▶ Stated exercise
Every entry must be duplicated precisely as written.

=-=-=-=-=

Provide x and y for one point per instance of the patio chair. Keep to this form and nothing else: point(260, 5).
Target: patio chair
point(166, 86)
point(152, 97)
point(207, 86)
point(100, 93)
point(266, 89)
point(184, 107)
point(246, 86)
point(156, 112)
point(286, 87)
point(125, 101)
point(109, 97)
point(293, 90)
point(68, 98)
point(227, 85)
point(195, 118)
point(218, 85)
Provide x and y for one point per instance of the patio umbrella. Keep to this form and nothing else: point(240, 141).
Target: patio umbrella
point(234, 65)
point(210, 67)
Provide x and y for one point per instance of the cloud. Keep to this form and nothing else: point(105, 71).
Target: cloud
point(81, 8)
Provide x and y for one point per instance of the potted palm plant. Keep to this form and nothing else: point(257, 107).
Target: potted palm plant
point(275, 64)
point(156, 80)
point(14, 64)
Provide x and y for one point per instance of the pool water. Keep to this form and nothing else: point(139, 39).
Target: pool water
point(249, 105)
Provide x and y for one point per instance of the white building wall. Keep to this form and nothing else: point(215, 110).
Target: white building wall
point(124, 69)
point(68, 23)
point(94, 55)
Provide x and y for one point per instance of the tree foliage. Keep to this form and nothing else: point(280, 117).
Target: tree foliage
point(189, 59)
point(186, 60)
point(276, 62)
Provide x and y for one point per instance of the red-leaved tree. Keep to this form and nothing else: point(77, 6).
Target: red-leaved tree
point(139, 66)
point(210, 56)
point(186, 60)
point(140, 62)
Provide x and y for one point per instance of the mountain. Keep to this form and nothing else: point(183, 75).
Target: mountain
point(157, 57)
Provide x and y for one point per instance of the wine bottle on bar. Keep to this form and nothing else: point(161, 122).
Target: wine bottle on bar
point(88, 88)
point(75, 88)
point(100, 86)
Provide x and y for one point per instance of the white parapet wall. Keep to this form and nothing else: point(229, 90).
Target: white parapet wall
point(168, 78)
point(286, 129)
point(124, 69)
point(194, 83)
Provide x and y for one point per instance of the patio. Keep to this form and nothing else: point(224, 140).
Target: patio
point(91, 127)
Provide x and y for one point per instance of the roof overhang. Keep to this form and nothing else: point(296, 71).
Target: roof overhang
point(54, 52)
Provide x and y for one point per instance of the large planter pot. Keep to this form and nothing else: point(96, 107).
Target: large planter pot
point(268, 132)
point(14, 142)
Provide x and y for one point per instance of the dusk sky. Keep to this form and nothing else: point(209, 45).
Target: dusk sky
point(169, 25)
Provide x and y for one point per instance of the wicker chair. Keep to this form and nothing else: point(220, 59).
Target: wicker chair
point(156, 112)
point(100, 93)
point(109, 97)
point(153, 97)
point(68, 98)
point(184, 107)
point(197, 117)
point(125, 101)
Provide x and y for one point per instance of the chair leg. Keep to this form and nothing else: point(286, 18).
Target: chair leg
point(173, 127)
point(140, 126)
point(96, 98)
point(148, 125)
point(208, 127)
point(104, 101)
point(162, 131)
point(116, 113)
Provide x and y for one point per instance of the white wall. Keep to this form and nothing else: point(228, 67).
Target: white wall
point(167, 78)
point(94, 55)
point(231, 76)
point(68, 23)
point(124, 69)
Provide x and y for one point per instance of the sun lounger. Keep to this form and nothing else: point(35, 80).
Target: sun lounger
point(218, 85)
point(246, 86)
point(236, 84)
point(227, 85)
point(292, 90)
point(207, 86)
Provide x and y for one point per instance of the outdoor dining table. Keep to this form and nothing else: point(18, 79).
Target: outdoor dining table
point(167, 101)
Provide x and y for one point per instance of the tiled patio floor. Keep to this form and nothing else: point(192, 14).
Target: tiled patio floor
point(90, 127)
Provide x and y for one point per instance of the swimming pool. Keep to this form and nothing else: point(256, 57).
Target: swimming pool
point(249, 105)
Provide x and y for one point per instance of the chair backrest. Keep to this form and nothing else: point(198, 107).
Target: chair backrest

=-=-=-=-=

▶ Task response
Provide x and y for one point per instance of the patio chair. Keep to this form and nothing else: point(260, 5).
Target: patio chair
point(166, 86)
point(152, 97)
point(207, 86)
point(100, 93)
point(266, 89)
point(184, 107)
point(246, 86)
point(156, 112)
point(286, 87)
point(125, 101)
point(109, 97)
point(293, 90)
point(68, 98)
point(227, 85)
point(195, 118)
point(218, 85)
Provide x and y for one point per instance of the patio umbrella. Keep to this form and nothing else: point(240, 141).
Target: patio umbrella
point(234, 65)
point(210, 67)
Provide x and y for one point per instance of the cloud. Keep to this form and nothing else: point(105, 71).
Target: cloud
point(81, 8)
Provide x and y for one point per instance of the potted palm plant. Keep to this form and nothing else: point(257, 107).
Target: potted palm plant
point(275, 64)
point(156, 80)
point(14, 64)
Provide x and y for one point per instance of the pool water. Keep to this form and nothing else: point(139, 39).
Target: pool water
point(249, 105)
Provide x and y for one point per instance of the white building wall. Keep to this form and nothing else: point(215, 110).
Target: white building wall
point(124, 69)
point(68, 23)
point(94, 55)
Provide x and y for one point per instance of the tree foliage. Keep to this form and nothing else: point(280, 117).
Target: tree foliage
point(189, 59)
point(186, 60)
point(276, 62)
Provide x and y for one point per instance of the red-leaved tree. Keep to this form and nothing else: point(77, 6).
Target: red-leaved tree
point(139, 66)
point(210, 56)
point(186, 60)
point(140, 62)
Provide x and y for one point per instance of the mountain. Keep to this form and nothing else: point(183, 75).
Target: mountain
point(157, 57)
Provide x and y for one point per instance of the wine bottle on bar. Keep to this form and nothing else: point(161, 122).
Target: wine bottle on bar
point(88, 88)
point(75, 88)
point(100, 86)
Provide x and y for one point per instance of the white parapet wall. Keep to this form and nothing else: point(229, 90).
Target: white parapet wall
point(168, 78)
point(286, 129)
point(124, 69)
point(194, 83)
Provide x and y for one point per instance of the patio. Keep to this form and nothing else: point(224, 140).
Target: patio
point(91, 127)
Provide x and y for one point per instance of the roof overhang. Keep to this form and nothing else: point(296, 71).
Target: roof overhang
point(54, 52)
Provide x and y for one point per instance of the large planter pot. Keep to this form and nothing else: point(96, 107).
Target: large planter pot
point(268, 132)
point(14, 142)
Provide x and y for one point per instance of the dusk sky. Keep to this form and nothing else: point(209, 45).
Target: dusk sky
point(169, 25)
Provide x and y for one point per instance of the wicker chair. Keep to this form and nothing else: point(220, 59).
Target: wicker chair
point(156, 112)
point(100, 93)
point(109, 97)
point(153, 97)
point(68, 98)
point(184, 107)
point(197, 117)
point(125, 101)
Provide x and y for one point per instance of the chair leg. Keep to this form and nothing else: point(286, 18).
Target: chair leg
point(173, 127)
point(140, 126)
point(96, 98)
point(148, 125)
point(208, 127)
point(104, 101)
point(162, 131)
point(116, 113)
Provide x and y for one point per instance of the white wall. Keep to this form and nothing else: point(228, 67).
Target: white wall
point(167, 78)
point(94, 55)
point(231, 76)
point(68, 23)
point(124, 69)
Provide x and y for one point per instance of the sun lounger. Keep to this form and nothing else: point(35, 80).
Target: sun lounger
point(218, 85)
point(246, 86)
point(236, 84)
point(227, 85)
point(292, 90)
point(207, 86)
Provide x and y for one point per instance of the outdoor dining table. Keep to this form and nothing else: point(18, 79).
Target: outdoor dining table
point(167, 101)
Provide x and y for one point per instance of the tiled patio floor. Keep to this form and nothing else: point(192, 14).
Target: tiled patio floor
point(90, 127)
Provide x and y for one point per instance of the swimming pool. Keep to this form and nothing else: point(256, 57).
Target: swimming pool
point(249, 105)
Provide x and y for one point per instance of the chair backrest. Keep to this form and nothing else: point(198, 107).
Target: chair backrest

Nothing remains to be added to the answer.